Extracted data entries:
= = =
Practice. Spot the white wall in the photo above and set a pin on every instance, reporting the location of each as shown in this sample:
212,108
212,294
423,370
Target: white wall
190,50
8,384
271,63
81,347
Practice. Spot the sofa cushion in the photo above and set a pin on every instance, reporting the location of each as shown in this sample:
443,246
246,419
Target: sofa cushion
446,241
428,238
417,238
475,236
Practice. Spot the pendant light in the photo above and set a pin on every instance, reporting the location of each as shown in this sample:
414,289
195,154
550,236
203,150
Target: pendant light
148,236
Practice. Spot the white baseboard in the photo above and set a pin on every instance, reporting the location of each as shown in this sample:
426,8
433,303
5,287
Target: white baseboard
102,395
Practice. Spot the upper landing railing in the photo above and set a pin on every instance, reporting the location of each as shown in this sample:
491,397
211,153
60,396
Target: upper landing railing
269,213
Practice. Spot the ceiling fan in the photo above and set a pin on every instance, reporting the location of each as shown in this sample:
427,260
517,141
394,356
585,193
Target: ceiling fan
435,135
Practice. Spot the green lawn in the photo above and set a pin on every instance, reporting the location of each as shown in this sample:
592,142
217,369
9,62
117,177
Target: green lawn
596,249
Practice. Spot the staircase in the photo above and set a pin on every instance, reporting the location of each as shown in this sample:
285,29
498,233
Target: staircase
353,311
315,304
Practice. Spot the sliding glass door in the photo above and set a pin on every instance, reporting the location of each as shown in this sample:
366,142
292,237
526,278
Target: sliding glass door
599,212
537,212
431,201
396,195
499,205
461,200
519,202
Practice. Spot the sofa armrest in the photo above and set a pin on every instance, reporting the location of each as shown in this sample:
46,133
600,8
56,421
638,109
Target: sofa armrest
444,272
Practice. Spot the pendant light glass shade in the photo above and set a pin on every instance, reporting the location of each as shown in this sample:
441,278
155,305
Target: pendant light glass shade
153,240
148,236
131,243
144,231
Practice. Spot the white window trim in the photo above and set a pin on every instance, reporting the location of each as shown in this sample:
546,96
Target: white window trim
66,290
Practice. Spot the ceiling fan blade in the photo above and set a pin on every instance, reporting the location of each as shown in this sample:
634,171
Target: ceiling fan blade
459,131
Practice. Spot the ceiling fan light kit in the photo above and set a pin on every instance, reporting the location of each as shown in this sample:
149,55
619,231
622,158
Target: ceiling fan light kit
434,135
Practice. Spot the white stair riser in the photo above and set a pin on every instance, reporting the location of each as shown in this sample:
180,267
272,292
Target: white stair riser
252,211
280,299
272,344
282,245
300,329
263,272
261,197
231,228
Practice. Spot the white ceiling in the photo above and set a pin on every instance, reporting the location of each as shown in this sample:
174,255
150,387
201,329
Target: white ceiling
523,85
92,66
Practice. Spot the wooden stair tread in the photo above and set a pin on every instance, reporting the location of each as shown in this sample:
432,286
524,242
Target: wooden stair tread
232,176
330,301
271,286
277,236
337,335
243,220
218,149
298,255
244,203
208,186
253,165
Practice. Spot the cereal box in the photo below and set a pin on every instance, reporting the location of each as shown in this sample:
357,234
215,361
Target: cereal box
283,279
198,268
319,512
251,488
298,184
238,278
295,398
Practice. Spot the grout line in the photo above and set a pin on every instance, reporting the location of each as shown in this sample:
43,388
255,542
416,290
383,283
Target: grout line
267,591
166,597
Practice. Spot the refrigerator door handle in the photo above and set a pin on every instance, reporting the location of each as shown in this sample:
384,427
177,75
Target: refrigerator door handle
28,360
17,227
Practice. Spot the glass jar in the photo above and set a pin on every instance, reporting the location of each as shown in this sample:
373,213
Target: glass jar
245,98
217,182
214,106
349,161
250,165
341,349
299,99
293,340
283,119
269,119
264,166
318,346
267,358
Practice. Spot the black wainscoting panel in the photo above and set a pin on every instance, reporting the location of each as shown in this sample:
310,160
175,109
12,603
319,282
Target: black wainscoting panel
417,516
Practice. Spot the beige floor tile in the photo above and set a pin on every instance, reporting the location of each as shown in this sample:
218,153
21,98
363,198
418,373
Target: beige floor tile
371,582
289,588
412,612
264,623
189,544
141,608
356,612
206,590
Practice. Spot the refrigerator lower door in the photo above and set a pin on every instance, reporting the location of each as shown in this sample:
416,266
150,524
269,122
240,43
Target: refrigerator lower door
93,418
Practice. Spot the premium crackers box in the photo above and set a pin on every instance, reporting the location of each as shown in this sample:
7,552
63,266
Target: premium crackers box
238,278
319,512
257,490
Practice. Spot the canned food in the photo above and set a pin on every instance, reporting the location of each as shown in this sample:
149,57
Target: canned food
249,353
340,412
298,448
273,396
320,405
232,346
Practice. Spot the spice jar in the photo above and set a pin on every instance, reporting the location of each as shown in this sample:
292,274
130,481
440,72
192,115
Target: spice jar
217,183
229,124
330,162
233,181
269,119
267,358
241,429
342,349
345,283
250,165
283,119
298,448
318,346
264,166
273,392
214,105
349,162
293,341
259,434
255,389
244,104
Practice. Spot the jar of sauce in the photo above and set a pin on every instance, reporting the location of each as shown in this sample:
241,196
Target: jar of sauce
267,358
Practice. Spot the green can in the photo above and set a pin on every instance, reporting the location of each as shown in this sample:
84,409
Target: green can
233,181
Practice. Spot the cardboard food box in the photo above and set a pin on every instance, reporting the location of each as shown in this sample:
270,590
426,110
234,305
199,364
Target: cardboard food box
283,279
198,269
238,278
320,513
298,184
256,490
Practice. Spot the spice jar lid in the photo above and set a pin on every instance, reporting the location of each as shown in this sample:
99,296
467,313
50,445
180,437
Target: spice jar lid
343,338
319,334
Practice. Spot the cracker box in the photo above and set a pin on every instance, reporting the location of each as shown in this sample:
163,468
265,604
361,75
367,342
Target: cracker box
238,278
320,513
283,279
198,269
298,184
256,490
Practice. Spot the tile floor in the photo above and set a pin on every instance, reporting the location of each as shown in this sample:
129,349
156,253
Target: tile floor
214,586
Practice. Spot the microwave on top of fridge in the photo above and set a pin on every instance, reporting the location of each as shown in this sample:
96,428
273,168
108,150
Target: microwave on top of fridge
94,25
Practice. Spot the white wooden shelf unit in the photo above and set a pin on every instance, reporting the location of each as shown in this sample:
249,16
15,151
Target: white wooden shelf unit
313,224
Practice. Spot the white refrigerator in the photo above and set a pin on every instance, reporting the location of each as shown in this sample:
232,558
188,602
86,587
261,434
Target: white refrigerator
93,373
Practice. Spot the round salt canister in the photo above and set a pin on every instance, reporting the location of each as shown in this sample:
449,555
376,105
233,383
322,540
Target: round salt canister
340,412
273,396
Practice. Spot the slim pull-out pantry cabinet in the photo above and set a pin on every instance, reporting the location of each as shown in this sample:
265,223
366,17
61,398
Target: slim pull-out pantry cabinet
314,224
= = =
__Instructions to follow__
Extract the entries above verbatim.

__Task response__
Practice. Spot the white wall in the photo above and set a pin on every instance, reporting the location of each as shown in this sample:
212,108
212,294
423,370
Target: white wall
190,50
8,384
271,63
81,347
Practice. Spot the sofa cushion in the photo above and set a pin on every instance, reporting the location of each as shown in this sample:
443,246
246,419
Target: sofa cushion
446,241
428,238
417,238
475,236
Practice. Spot the pendant light in the photo above and set a pin on every instance, reporting the location of each as shown in this sample:
414,289
195,154
550,236
203,150
Target: pendant light
148,236
Practice. Spot the white baseboard in the photo above and set a pin on every instance, reporting the location of each as shown in this sample:
426,8
433,303
5,287
Target: white baseboard
102,395
Practice. Spot the upper landing railing in the photo above and set a pin on every instance, reporting the location of each as shown in this sample:
491,397
211,153
60,396
Target: upper landing railing
269,213
Practice. Spot the ceiling fan in the photo above and set a pin on every instance, reporting the location of each as shown in this sample:
427,260
517,141
394,356
585,193
Target: ceiling fan
435,135
Practice. Spot the green lawn in the photo above and set a pin on every instance, reporting the location of each as shown in this sample:
592,142
217,369
9,62
117,177
Target: green lawn
596,249
Practice. Spot the staircase in the photo above and set a pin on every instance, reporting the location of each as shown in this sample:
285,29
498,233
Target: staircase
353,311
315,304
Practice. Spot the sliding glass door in the photo above and set a pin on every instance, reporting the location of each as shown in this sample:
366,142
292,237
526,278
Target: sliding glass door
599,212
537,212
431,201
396,195
499,205
461,200
519,202
Practice. Spot the sofa armrest in the photo above and set a pin on every instance, reporting the location of each as shown in this sample:
46,133
600,8
56,421
638,109
Target: sofa armrest
444,272
Practice. Spot the pendant light glass shade in the photo above and set a pin on every instance, reporting the location of each as shown in this sample:
441,278
155,305
Target: pendant light glass shade
153,240
148,236
131,243
144,231
Practice. Spot the white window trim in the photo above and set a pin on every instance, reporting the location of each as shown in this sample:
546,96
Target: white window trim
66,290
Practice. Spot the ceiling fan blade in the photo above and set a pin on every instance, reporting the location of each as shown in this sample:
634,171
Target: ceiling fan blade
459,131
Practice. Spot the ceiling fan light kit in the photo above and set a pin on every instance, reporting the location of each as shown in this sample:
149,55
619,231
622,158
Target: ceiling fan light kit
434,135
Practice. Spot the white stair riser in the photo above and set a pin on every instance, reporting the location of each as shown in this sample:
180,267
272,292
Target: white stair riser
252,211
280,299
272,344
282,245
300,329
263,272
261,197
231,228
Practice. Spot the white ceiling in the photo above and set a pin on every instance, reporting the location of each as shown in this sample:
174,255
150,387
201,329
Target: white ceiling
523,85
92,66
Practice. Spot the wooden stair tread in the photo above and set a pin on every instance, reporting the location of each as shown in this sample:
432,286
524,242
Target: wooden stair tread
232,176
330,301
271,286
277,236
337,335
243,220
218,149
298,255
244,203
208,186
253,165
Practice. Spot the cereal box in the photo below and set a pin on every instance, reporting the location of each as shown in this sample:
357,234
215,361
Target: cereal box
283,279
198,268
319,512
251,488
298,184
238,278
295,398
Practice. Spot the grout line in the photo above and set a pin on every instance, reporting the location of each as shown in this sample:
43,388
255,542
416,290
383,283
Target: grout line
267,591
166,597
Practice. Spot the refrigerator door handle in the photo above and set a pin on every instance, reporting the location of each as shown in this sample:
384,427
177,75
Target: refrigerator door handle
28,360
17,227
Practice. Spot the glass jar in the photo above and set a pin on every instance, reporting the location of each as shown in this sample:
373,213
Target: glass jar
245,98
217,182
214,106
349,161
250,165
341,349
299,99
293,340
283,119
269,119
264,166
318,346
267,358
Practice. Spot the black wainscoting panel in the photo above and set a pin on every instance, reporting the location of each as shown in this sample:
310,160
175,109
12,603
319,282
Target: black wainscoting panel
417,516
Practice. Spot the beige floor tile in the photo above and set a pin on every instance, reporting the location of each as shown in this sample:
218,153
21,98
363,198
418,373
Target: beige floor tile
371,582
289,588
412,612
264,623
189,544
141,608
356,612
206,590
Practice. Spot the refrigerator lower door in the photo above and set a pin on every instance, reporting the location of each as shown in this sample:
416,266
150,524
269,122
240,43
Target: refrigerator lower door
93,418
Practice. Spot the premium crackers box in the photo above and set a pin on every instance, reporting the location of each as shown in this sample:
7,552
63,266
Target: premium crackers box
238,278
319,512
257,490
Practice. Spot the canned food in the photo above and set a pin on every instance, reporting the location of each as shown in this sample:
149,57
Target: canned food
249,353
340,412
298,448
273,396
320,405
232,346
Practice. Spot the spice jar in the photo above and set a pin on every instance, reporting the location of each as shown in this sample:
292,274
130,481
440,72
192,115
Target: spice jar
217,183
229,124
330,162
233,181
269,119
267,358
241,429
342,349
345,283
250,165
283,119
298,448
318,346
264,166
273,392
214,105
349,162
293,341
259,434
255,389
244,104
Practice. Spot the jar of sauce in the photo above and set a pin on every instance, reporting the location of each as shown in this sample:
241,196
Target: jar of sauce
267,358
Practice. Spot the green can in the photo above and set a pin on every instance, reporting the location of each as shown in this sample:
84,409
Target: green can
233,181
Practice. Spot the cardboard food box in the photo above and set a pin on every instance, reporting the location of each as shown in this sample:
270,590
426,110
234,305
199,364
Target: cardboard food box
283,279
198,269
238,278
320,513
298,184
256,490
Practice. Spot the spice jar lid in the photo above and set a pin on every instance, reporting the location of each as shown in this sample:
99,296
467,313
50,445
180,437
Target: spice jar lid
343,338
319,334
Practice. Spot the cracker box in the photo above and set a pin on every instance, reporting the location of each as shown in this sample:
163,468
265,604
361,75
367,342
Target: cracker box
238,278
320,513
283,279
198,269
298,184
256,490
Practice. Spot the tile floor in the photo above and set a pin on every instance, reporting the location of each as shown in this sample:
129,349
156,253
Target: tile floor
214,586
Practice. Spot the microwave on top of fridge in the photo above and set a pin on every instance, reporting the location of each as shown in this sample:
96,428
273,168
108,150
Target: microwave on top of fridge
94,25
Practice. Spot the white wooden shelf unit in the photo above and set a pin on every instance, reporting the location of each as shown in this sample:
249,16
15,151
Target: white wooden shelf unit
313,224
Practice. Spot the white refrigerator in the photo above and set a pin on every instance, reporting the location of each as shown in this sample:
232,558
188,602
86,587
261,434
Target: white refrigerator
93,373
Practice. Spot the round salt canister in the photo above and set a pin on every instance, reporting the location of each as shown in this sample:
449,555
376,105
233,383
322,540
Target: round salt canister
340,412
273,396
Practice. Spot the slim pull-out pantry cabinet in the photo above and set a pin on every instance, reporting the location of each as shown in this sample:
265,223
366,17
61,398
Target: slim pull-out pantry cabinet
314,224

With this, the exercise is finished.